### Entries supplied ###

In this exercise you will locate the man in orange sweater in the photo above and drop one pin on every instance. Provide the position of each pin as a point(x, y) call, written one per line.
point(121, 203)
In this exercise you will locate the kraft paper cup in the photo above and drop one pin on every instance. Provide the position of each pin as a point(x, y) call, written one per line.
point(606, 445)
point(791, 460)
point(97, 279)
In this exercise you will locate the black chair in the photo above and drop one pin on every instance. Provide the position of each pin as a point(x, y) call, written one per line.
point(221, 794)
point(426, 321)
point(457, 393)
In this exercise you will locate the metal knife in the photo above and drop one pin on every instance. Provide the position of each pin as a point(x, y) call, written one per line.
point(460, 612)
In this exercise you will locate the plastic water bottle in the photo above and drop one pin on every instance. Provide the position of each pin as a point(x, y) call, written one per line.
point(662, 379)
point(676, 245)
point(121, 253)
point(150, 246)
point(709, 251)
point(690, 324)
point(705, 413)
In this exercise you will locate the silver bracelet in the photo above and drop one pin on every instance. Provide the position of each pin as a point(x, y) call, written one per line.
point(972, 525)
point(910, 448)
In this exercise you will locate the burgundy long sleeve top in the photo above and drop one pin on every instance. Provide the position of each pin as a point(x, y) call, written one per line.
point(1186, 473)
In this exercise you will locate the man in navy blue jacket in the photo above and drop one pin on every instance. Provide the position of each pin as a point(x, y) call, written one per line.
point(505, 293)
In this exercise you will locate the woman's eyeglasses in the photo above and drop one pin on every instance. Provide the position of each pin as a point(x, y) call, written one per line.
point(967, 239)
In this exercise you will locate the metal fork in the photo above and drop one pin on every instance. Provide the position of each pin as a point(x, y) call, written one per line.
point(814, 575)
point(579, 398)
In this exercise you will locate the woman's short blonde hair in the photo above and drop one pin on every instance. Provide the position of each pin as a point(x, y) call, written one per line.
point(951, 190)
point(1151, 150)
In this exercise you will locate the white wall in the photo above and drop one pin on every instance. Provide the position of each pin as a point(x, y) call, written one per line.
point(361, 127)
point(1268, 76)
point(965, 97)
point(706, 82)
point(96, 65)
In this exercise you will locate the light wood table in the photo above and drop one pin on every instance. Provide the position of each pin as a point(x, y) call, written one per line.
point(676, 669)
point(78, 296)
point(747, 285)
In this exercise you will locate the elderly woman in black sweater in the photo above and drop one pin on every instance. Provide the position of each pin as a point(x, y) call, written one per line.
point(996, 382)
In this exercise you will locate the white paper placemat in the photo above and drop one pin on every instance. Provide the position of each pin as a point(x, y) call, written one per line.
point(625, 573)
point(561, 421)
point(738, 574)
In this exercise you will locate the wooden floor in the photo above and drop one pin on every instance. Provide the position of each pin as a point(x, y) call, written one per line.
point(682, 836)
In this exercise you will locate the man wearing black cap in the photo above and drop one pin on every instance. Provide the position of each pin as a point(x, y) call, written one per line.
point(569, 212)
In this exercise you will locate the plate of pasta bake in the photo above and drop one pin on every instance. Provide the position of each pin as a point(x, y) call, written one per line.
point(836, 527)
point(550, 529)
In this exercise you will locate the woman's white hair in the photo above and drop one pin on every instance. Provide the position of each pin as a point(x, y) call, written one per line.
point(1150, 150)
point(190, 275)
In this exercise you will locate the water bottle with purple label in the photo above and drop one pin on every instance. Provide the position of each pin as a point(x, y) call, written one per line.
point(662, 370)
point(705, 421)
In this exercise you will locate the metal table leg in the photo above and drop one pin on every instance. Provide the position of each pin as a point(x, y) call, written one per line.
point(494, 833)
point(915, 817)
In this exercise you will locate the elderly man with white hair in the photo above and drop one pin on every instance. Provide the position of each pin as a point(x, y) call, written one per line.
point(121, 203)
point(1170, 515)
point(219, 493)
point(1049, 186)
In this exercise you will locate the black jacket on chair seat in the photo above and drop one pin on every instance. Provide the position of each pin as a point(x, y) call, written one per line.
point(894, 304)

###

:: Your task ::
Give all the items above again, switching every "drop" to "place" and leaving everything else unchanged.

:: Problem solution ::
In this exercise you will locate the man in orange sweater in the photo above and place one pin on every instance. Provide the position of each pin as a point(x, y) call, written one per line.
point(121, 203)
In this exercise you will locate the kraft paper cup in the photo above and place one pin on every instance. Provide the position of each pin as a point(x, y) call, written one per line.
point(606, 445)
point(791, 460)
point(97, 279)
In this exercise you will locate the black chair in the photo above and place one pin on every instance. Provide the position of each pin as a point(x, y) call, written one per line.
point(221, 794)
point(426, 321)
point(457, 393)
In this exercise you will locate the metal knife in the photo above and place one pin on every instance. Provide the position of each pin as a point(x, y) call, written one per line.
point(460, 612)
In this exercise you will locate the plastic water bottle in the photo above and place one pin on every instance. Provide the position of each pin as a point(x, y) call, written one per line.
point(662, 379)
point(676, 245)
point(121, 253)
point(150, 246)
point(709, 251)
point(690, 324)
point(705, 413)
In this exercise you will locate the silver bracelet in the photo above and place one pin on every instance. Provide the position of each pin as a point(x, y) call, written one per line.
point(972, 525)
point(910, 448)
In this exercise you will locate the burgundy long sleeve top in the photo above and place one pin on every instance. Provide the position of each pin as a point(x, y) call, written one per line.
point(1186, 473)
In this exercise you will locate the man in navy blue jacket in the photo above and place one pin on every instance. Provide the position of each pin as a point(x, y) call, written one per line.
point(505, 293)
In this exercise you will locate the woman's eyeglasses in the photo above and place one pin on every instance. Provide the position of each pin as a point(x, y) call, written one per line.
point(967, 239)
In this exercise you will locate the metal fork in the photo above and place one pin on every instance. Provide the position of each pin as a point(x, y) call, written one per line.
point(814, 575)
point(579, 398)
In this exercise you will locate the woman's short blonde hair in the photo above and place one pin on every instance. Provide the position of each pin as a point(x, y) call, written one per line.
point(951, 190)
point(1151, 150)
In this exercise you will locate the white wall in the photo above and place one pin on every instance. Provide the position of each pin as a point(x, y) call, written one per line.
point(361, 127)
point(1268, 76)
point(965, 97)
point(706, 82)
point(96, 65)
In this exercise you will locate the light wood table in the photo above and place one pin on every instance. Provide the position of each pin as a point(x, y) call, written one per line.
point(676, 669)
point(78, 296)
point(747, 285)
In this exercise you will locate the elderly woman in black sweater in the photo above and place one pin on every instance. Provide the position of each pin as a point(x, y) call, written one per line.
point(996, 382)
In this exercise you will locate the white paper placemat in the photo above and place one pin on every instance. Provide the position of each pin as a point(x, y) call, written one per line.
point(625, 573)
point(561, 421)
point(738, 574)
In this exercise you will locate the wooden floor in the photo above and place one pin on every instance. Provide the position of each pin as a point(x, y) call, written one per line.
point(682, 836)
In this exercise you will locate the man wearing black cap in the photo above and place one pin on every instance. Provide the position of each pin as a point(x, y) call, written one per line.
point(569, 212)
In this exercise you will locate the plate of pasta bake in the photo above and place one pin on every instance. Provide the position of each pin as a point(x, y) call, written one per line.
point(836, 527)
point(550, 529)
In this exercise you will locate the woman's white hair in the photo above and place one pin on every instance. Provide the position of each pin as a point(x, y) call, written one per line.
point(1150, 150)
point(190, 275)
In this exercise you will locate the water bottle with purple label in the photo above and place one pin on every instance. Provide the position of each pin as a point(x, y) call, written one per line.
point(662, 370)
point(705, 421)
In this exercise you will locate the metal table leg in the photo above and place one pin on every instance. Provide the position of each pin as a point(x, y) call, written one per line.
point(494, 833)
point(915, 817)
In this exercise you will locate the elderly man with white hair in the photo above and place one pin on every instance. Provide the position of each pin as a point(x, y) call, written one per line.
point(121, 203)
point(1170, 515)
point(219, 493)
point(1049, 186)
In this exercise you will locate the black jacket on chair seat in the photo above and place one pin on every instance. Provide the position of each pin as a point(x, y) call, written one per line.
point(894, 304)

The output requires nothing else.